• [Supplied passage]:
□ □ □ □

Sterility is impossible there as is containing infectious disease.
The European Hospital, between Khan Younis and Rafah, is the last “fully functional” hospital in Gaza, he said. Of 36 hospitals in Gaza, 31 have been completely destroyed and four were partially working.
Most patients there were suffering the direct impacts of the war, he said.
“The bomb patients come in in very bad shape, their legs are destroyed, they need bilateral amputations.
“We get a large number of shrapnel injuries. Those injuries are very intense. Those shrapnel can make holes in concrete walls so you can imagine what they do to the human body. And the burns are very deep and cause persistent damage.”
But a second category of patients is growing in the hospital — those injured earlier in the war who are now suffering serious complications because they had no antibiotics or aftercare or nutrition to help them heal.
“You feel you are in some ancient time, seeing things you don’t normally see because there are no longer medications there,” he said.
“The whole healthcare system has completely collapsed.”
Despite its capacity for some 400 to 500 patients, the European Hospital was treating up to 5,000, Mr Sultan said.

□ □ □ □

• [Data block]:
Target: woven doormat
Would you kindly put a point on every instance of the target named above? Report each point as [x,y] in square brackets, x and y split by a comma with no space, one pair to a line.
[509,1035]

□ □ □ □

• [Exercises to complete]:
**a.** For the passage about the European Hospital above, state whether each statement agrees with it. Answer yes or no and quote the deciding words. (i) Of the 36 hospitals in Gaza, 31 have been completely destroyed. (ii) The European Hospital was built to hold about 5,000 patients. (iii) The European Hospital lies between Khan Younis and Rafah.
**b.** Write out the part of the passage about the European Hospital between "The European Hospital, between" and "need bilateral amputations.", inclusive.

• [Written answers]:
**a.**
(i) Yes: "Of 36 hospitals in Gaza, 31 have been completely destroyed"
(ii) No: "Despite its capacity for some 400 to 500 patients, the European Hospital was treating up to 5,000"
(iii) Yes: "The European Hospital, between Khan Younis and Rafah"

**b.**
The European Hospital, between Khan Younis and Rafah, is the last “fully functional” hospital in Gaza, he said. Of 36 hospitals in Gaza, 31 have been completely destroyed and four were partially working.
Most patients there were suffering the direct impacts of the war, he said.
“The bomb patients come in in very bad shape, their legs are destroyed, they need bilateral amputations.